Objetivo: Por favor, edita el pasaje del texto sobre Italia y la Santa Sede que empieza en las palabras que contienen "Al repasar el" y termina después de "que conscientemente agradece.". En ese pasaje, sustituye "colaboración" por "cooperación".

Fragmento:
========

Al repasar el largo desarrollo de la historia, hay que reconocer que la nación italiana siempre ha sentido la carga, pero al mismo tiempo el singular privilegio que supone la situación peculiar por la que la sede del sucesor de Pedro, y por tanto el centro de la cristiandad, se encuentra en Italia, en Roma. Y la comunidad nacional ha respondido siempre a esta conciencia expresando cercanía afectiva, solidaridad, ayuda a la Sede apostólica para su libertad y para secundar la realización de las condiciones favorables al ejercicio del ministerio espiritual en el mundo por parte del Sucesor de Pedro, que es Obispo de Roma y Primado de Italia. Pasadas las turbulencias causadas por la «Cuestión romana», y habiendo llegado a la anhelada Conciliación, también el Estado italiano ha ofrecido y sigue ofreciendo una valiosa colaboración, de la que la Santa Sede goza y que conscientemente agradece.

Al presentarle, señor presidente, estas reflexiones, invoco de corazón sobre el pueblo italiano la abundancia de los dones celestiales, para que siempre lo guíe la luz de la fe, fuente de esperanza y de compromiso perseverante por la libertad, la justicia y la paz.

========

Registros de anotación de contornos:
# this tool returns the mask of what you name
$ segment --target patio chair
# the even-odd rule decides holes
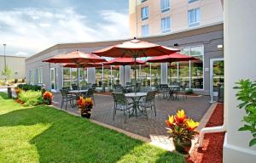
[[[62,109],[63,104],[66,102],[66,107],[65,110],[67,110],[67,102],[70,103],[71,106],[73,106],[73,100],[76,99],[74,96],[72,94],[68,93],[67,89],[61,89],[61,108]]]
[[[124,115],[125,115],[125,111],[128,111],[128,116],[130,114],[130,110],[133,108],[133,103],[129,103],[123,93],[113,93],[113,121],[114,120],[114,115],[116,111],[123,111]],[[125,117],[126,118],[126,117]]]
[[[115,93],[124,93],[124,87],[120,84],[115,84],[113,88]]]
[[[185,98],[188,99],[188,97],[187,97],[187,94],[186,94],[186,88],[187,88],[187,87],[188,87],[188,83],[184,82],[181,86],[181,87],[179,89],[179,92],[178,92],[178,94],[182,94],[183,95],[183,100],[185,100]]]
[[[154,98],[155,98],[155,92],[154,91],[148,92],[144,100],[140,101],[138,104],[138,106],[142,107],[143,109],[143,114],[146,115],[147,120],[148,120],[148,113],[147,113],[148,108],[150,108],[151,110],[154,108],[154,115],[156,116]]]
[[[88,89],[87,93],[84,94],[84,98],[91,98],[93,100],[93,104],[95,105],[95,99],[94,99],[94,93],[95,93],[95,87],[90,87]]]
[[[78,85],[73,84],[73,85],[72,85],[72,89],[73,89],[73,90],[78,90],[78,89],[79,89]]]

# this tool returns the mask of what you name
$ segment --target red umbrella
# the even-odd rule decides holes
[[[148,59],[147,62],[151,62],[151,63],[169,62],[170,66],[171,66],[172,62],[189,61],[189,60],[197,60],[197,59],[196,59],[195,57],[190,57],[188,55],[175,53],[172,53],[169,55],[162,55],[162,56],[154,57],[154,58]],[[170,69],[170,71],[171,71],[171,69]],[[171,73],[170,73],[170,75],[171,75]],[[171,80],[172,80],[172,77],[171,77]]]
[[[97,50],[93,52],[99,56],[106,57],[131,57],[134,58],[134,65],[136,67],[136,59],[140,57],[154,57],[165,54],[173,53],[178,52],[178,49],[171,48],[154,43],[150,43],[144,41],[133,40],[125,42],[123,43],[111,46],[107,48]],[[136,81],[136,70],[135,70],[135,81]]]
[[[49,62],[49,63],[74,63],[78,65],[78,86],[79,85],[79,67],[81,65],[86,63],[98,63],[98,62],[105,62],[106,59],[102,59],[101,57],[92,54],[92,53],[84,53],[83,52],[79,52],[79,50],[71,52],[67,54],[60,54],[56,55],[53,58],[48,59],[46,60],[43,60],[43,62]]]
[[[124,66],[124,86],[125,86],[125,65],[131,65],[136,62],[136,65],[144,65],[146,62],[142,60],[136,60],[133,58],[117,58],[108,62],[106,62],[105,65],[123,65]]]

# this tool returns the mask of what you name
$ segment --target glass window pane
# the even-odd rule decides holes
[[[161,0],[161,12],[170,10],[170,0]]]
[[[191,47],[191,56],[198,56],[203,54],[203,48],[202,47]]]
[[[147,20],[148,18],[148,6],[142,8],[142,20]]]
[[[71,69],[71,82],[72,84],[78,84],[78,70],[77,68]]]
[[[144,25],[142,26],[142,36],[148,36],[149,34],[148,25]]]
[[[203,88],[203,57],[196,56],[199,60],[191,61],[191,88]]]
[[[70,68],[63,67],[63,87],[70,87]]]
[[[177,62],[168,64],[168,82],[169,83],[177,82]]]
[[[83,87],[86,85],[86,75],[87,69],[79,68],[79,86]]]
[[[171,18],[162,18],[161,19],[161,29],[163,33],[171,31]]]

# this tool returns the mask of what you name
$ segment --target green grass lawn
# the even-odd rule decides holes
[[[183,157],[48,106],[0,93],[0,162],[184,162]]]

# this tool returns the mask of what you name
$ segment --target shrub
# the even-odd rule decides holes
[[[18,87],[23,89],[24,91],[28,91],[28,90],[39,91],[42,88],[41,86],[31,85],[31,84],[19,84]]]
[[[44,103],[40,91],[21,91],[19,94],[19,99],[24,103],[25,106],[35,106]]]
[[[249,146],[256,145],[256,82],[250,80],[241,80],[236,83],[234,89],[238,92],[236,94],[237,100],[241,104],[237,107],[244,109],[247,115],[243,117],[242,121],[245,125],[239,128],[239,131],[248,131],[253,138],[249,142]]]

========

Resultado del ejercicio:
Al repasar el largo desarrollo de la historia, hay que reconocer que la nación italiana siempre ha sentido la carga, pero al mismo tiempo el singular privilegio que supone la situación peculiar por la que la sede del sucesor de Pedro, y por tanto el centro de la cristiandad, se encuentra en Italia, en Roma. Y la comunidad nacional ha respondido siempre a esta conciencia expresando cercanía afectiva, solidaridad, ayuda a la Sede apostólica para su libertad y para secundar la realización de las condiciones favorables al ejercicio del ministerio espiritual en el mundo por parte del Sucesor de Pedro, que es Obispo de Roma y Primado de Italia. Pasadas las turbulencias causadas por la «Cuestión romana», y habiendo llegado a la anhelada Conciliación, también el Estado italiano ha ofrecido y sigue ofreciendo una valiosa cooperación, de la que la Santa Sede goza y que conscientemente agradece.